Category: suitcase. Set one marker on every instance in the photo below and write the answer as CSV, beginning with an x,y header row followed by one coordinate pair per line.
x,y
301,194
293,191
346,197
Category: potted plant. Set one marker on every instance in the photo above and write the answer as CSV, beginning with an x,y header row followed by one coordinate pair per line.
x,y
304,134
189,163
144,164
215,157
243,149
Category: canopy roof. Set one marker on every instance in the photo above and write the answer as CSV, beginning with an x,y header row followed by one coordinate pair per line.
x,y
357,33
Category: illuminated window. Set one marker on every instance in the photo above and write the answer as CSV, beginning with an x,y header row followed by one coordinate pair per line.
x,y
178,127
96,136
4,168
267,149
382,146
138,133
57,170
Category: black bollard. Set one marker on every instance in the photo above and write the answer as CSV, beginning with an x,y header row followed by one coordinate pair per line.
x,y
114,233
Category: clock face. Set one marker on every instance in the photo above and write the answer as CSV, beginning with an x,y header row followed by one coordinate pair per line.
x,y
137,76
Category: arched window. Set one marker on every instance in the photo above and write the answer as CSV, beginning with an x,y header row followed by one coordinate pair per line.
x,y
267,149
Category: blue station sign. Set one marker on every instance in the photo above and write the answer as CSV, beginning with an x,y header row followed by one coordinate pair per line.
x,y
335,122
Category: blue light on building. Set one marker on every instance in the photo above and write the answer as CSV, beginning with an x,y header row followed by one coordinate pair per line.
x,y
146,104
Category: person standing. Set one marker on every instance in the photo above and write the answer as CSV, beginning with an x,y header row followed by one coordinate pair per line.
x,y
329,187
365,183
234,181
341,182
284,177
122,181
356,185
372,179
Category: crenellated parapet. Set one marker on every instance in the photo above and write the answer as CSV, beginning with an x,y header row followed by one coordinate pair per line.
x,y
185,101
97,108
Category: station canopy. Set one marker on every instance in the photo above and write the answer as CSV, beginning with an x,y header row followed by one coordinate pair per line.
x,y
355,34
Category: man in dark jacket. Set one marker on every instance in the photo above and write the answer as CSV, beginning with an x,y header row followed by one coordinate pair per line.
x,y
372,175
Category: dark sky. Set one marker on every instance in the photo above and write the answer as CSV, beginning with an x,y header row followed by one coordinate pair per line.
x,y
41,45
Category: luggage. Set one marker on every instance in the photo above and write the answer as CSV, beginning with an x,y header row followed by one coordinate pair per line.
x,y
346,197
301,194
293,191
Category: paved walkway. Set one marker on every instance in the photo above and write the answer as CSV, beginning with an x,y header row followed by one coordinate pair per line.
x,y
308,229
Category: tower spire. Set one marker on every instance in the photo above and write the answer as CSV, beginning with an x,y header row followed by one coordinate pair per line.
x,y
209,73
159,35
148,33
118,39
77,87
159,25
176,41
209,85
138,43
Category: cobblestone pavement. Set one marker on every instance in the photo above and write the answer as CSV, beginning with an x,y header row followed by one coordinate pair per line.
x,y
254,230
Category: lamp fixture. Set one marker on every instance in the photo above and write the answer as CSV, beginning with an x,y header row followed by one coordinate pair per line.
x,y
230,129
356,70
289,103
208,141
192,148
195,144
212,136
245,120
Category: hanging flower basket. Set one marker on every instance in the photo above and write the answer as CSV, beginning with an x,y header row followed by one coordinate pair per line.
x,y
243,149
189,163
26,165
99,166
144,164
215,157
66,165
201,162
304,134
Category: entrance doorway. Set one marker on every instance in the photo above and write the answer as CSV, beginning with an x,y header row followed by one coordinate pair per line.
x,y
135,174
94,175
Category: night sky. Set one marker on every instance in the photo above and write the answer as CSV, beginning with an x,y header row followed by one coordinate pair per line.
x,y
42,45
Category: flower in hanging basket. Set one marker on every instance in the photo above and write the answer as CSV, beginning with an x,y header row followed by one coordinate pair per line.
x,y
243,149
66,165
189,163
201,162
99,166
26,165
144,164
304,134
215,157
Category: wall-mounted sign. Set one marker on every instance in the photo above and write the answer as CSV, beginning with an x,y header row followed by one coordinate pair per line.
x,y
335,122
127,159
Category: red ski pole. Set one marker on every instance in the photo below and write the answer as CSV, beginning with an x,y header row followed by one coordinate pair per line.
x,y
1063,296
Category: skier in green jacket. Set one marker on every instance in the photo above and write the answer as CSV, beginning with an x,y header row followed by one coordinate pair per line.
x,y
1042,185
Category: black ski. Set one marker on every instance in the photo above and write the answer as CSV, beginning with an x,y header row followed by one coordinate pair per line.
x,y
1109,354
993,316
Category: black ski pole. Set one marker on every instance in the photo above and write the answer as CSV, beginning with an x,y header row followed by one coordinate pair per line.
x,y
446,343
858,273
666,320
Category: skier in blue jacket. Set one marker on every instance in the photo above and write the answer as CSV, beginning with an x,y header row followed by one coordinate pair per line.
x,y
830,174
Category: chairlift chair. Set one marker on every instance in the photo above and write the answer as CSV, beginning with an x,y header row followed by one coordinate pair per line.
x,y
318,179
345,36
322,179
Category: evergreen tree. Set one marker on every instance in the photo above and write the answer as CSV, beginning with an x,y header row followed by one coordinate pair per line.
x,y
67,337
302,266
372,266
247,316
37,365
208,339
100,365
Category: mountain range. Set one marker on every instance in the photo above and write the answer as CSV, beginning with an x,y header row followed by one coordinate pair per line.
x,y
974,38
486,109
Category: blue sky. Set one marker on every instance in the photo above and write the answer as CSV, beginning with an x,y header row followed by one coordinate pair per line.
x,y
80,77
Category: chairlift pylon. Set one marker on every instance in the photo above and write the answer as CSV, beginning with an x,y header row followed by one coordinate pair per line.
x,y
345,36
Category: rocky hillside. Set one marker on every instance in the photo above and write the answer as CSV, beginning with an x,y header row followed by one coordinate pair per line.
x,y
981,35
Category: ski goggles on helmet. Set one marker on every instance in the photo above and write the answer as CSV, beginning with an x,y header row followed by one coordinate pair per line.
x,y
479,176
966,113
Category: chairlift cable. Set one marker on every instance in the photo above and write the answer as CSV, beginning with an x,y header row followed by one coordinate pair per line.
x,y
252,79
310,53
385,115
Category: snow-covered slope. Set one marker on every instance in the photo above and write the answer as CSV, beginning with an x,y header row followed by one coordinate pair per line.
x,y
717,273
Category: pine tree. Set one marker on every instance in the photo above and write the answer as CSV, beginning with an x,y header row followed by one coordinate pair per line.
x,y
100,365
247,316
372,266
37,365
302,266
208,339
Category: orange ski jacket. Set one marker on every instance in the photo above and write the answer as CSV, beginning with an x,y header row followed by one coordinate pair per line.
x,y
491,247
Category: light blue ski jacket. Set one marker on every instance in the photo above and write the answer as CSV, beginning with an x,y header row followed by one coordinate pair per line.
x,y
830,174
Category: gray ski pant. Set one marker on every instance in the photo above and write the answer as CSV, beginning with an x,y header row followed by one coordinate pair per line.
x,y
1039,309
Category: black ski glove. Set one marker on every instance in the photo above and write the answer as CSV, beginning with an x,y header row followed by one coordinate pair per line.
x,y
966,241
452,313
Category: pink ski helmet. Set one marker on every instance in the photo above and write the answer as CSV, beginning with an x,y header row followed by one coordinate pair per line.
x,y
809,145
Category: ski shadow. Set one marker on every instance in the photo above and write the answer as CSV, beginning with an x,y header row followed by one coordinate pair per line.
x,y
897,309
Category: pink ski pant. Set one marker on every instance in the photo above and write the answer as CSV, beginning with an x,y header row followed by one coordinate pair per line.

--

**To do:** Copy out the data shown above without altering anything.

**Solution:**
Category: suitcase. Set one marker on every instance in the photo below and write the answer as CSV, beginning with an x,y header row followed by one coordinate pair per line.
x,y
301,194
293,191
346,197
Category: potted plant. Set one marker on every instance in the photo above and write the answer as CSV, beginning with an x,y header row followed by one coordinate pair per line.
x,y
304,134
189,163
144,164
215,157
243,149
Category: canopy roof. Set one marker on every instance in the photo above and write the answer as CSV, beginning with an x,y header row followed by one coordinate pair per line.
x,y
357,33
Category: illuminated window. Set one marker on every instance in the photo above and write the answer as CSV, beginning with an x,y header row followed by one coordinate pair per line.
x,y
178,127
96,136
4,168
267,149
382,146
138,133
57,170
Category: black bollard. Set one marker on every instance in the photo above and write the answer as CSV, beginning with an x,y header row followed by one coordinate pair per line.
x,y
114,233
Category: clock face. Set one marker on every instance in the photo above and write the answer as CSV, beginning with an x,y header row followed by one coordinate pair per line.
x,y
137,76
Category: arched window. Set one marker on every instance in the photo above and write the answer as CSV, beginning with an x,y header row followed by one coordinate pair per line.
x,y
267,149
Category: blue station sign. Set one marker on every instance in the photo above and write the answer as CSV, beginning with an x,y header row followed by one coordinate pair per line.
x,y
335,122
Category: blue light on building. Set one marker on every instance in the photo above and write the answer as CSV, beginning with an x,y header row followed by one coordinate pair per line.
x,y
146,104
Category: person standing. Set one marker on every instance in the photo above and write the answer as CSV, beginning with an x,y header row followed by one coordinate pair per line.
x,y
329,187
365,183
234,181
341,182
284,177
122,181
356,185
372,179
Category: crenellated parapet. Set one marker on every instance in the photo above and write the answer as CSV, beginning with an x,y header row followed by one coordinate pair per line.
x,y
185,101
97,108
Category: station canopy. Set one marker on every instance in the photo above and write the answer as CSV, beginning with an x,y header row followed by one coordinate pair per line.
x,y
355,34
Category: man in dark jacket. Set one marker on every instance in the photo above and write the answer as CSV, beginning with an x,y header row followed by one coordinate pair per line.
x,y
372,175
Category: dark sky. Set one marker on every instance in the photo above and write the answer as CSV, beginning with an x,y header row followed by one coordinate pair per line.
x,y
41,45
Category: luggage. Set one marker on every instance in the photo above and write the answer as CSV, beginning with an x,y header row followed by one coordinate pair per line.
x,y
346,197
301,194
293,191
Category: paved walkway. Set one marker on every instance in the photo above and write the answer as CSV, beginning with an x,y header row followed by one coordinate pair per line.
x,y
308,229
Category: tower spire. Set one marker on every instance in the photo above and write the answer as CSV, beginning with an x,y header row followed by one coordinate pair per line.
x,y
209,73
159,35
148,33
118,39
77,87
159,25
176,41
209,85
138,43
Category: cobblestone pavement. Set one marker on every instance in the photo above and write the answer as CSV, beginning with an x,y header row followed by one coordinate pair per line.
x,y
254,230
Category: lamp fixture. Set one marker on every instance in the photo above and write the answer as CSV, beginning with an x,y header row followed by one coordinate pair per line.
x,y
230,129
356,70
289,103
208,141
192,148
195,144
212,136
245,120
Category: hanging flower basket. Set one marker on every instance in the photo above and write the answer as CSV, beginning with an x,y header row followed by one coordinate pair per line.
x,y
243,149
189,163
26,165
99,166
144,164
215,157
66,165
201,162
304,134
Category: entrance doorway. Set one marker on every instance in the photo above and write the answer as CSV, beginning with an x,y header row followed by one coordinate pair per line.
x,y
135,174
94,175
Category: night sky. Set one marker on every instance in the photo above and write the answer as CSV, beginning with an x,y header row followed by one coordinate pair per line.
x,y
42,45
Category: flower in hanging basket. Set one marker on every instance in the photo above and write the answer as CSV, beginning with an x,y header row followed by one coordinate pair per line.
x,y
243,149
66,165
189,163
201,162
99,166
26,165
144,164
304,134
215,157
Category: wall-mounted sign. Set one marker on every instance in the photo above and write the answer as CSV, beginning with an x,y header row followed by one coordinate pair per line.
x,y
335,122
127,159
Category: red ski pole. Set one marker on every instance in the photo below and write the answer as CSV, beginning with an x,y header row followed by one coordinate pair per line.
x,y
1063,296
Category: skier in green jacket. Set one marker on every instance in the photo above and write the answer as CSV, beginning with an x,y header row followed by one coordinate pair per line.
x,y
1042,185
Category: black ski. Set one marker on every instance in the photo above and write the answer as CSV, beginning with an x,y header row followed by one coordinate pair per line.
x,y
1109,354
993,316
Category: black ski pole. Set one marker on every instance in the photo above and write the answer as CSV, beginning with an x,y header row followed by one coordinate pair per line.
x,y
446,343
858,273
666,320
Category: skier in blue jacket. Set one marker on every instance in the photo above and write the answer as CSV, beginning with an x,y header row followed by one coordinate pair per line.
x,y
830,174
Category: chairlift chair. Set one marker on every instance in the photo above and write the answer as CSV, beginning with an x,y header row followed by one coordinate pair per line.
x,y
318,179
345,36
322,179
Category: evergreen tree. Set one marker on every instance in the photo above and write the answer as CSV, beginning with an x,y header row followed by one coordinate pair per line.
x,y
67,337
302,266
372,266
247,316
37,365
208,339
100,365
Category: mountain range. Set one marker on every instance in the photo above and write the answer as CSV, beginning with an x,y header row followed by one coordinate pair per line.
x,y
974,38
486,109
Category: blue sky. Set one marker on every instance in the photo above and write the answer as CSV, beginning with an x,y header row followed by one coordinate pair per line.
x,y
80,77
Category: chairlift pylon. Set one marker on every instance in the photo above and write the answer as CSV, beginning with an x,y header row followed by one coordinate pair per line.
x,y
345,36
Category: rocky hillside. Set one marker on every instance in the photo above and write the answer as CSV, beginning with an x,y header row followed by one coordinate pair per line.
x,y
981,35
Category: ski goggles on helmet. Set one marker on every instance in the photo above and write the answer as CSV, beginning with an x,y header row followed by one coordinate pair per line.
x,y
479,176
966,113
Category: chairlift cable. Set one marker on every instance in the photo above and write the answer as CSV, beginning with an x,y header row followed by one coordinate pair per line.
x,y
252,79
310,53
385,115
Category: snow-covered slope. Set one marker on every instance in the photo above and write the answer as CSV, beginning with an x,y header row followed by one coordinate pair per line.
x,y
717,273
Category: pine tree. Set one marker on every instance in the photo above and write the answer as CSV, beginning with an x,y header row followed by one coordinate pair per line.
x,y
100,365
247,316
372,266
37,365
302,266
208,339
Category: orange ski jacket. Set one marker on every instance in the photo above and write the answer as CSV, beginning with an x,y header row followed by one coordinate pair per line.
x,y
491,247
Category: light blue ski jacket. Set one marker on every instance in the photo above and write the answer as CSV, beginning with an x,y header row followed by one coordinate pair per line.
x,y
830,174
Category: gray ski pant. Set one marker on every instance in the photo above and write the answer as CSV, beginning with an x,y header row followed by one coordinate pair per line.
x,y
1039,309
Category: black ski glove. Set one marker on every instance in the photo above and write the answer as CSV, beginning with an x,y header row followed by one coordinate pair per line.
x,y
966,241
452,313
Category: pink ski helmet. Set one marker on every instance in the photo above and write the answer as CSV, beginning with an x,y header row followed by one coordinate pair per line.
x,y
809,145
Category: ski shadow. Set one marker on every instance in the photo above and write the answer as CSV, beginning with an x,y header row followed by one coordinate pair per line.
x,y
897,309
Category: pink ski pant. Set one marker on every instance in the photo above and write the answer as CSV, beginning with an x,y header row followed by one coordinate pair per line.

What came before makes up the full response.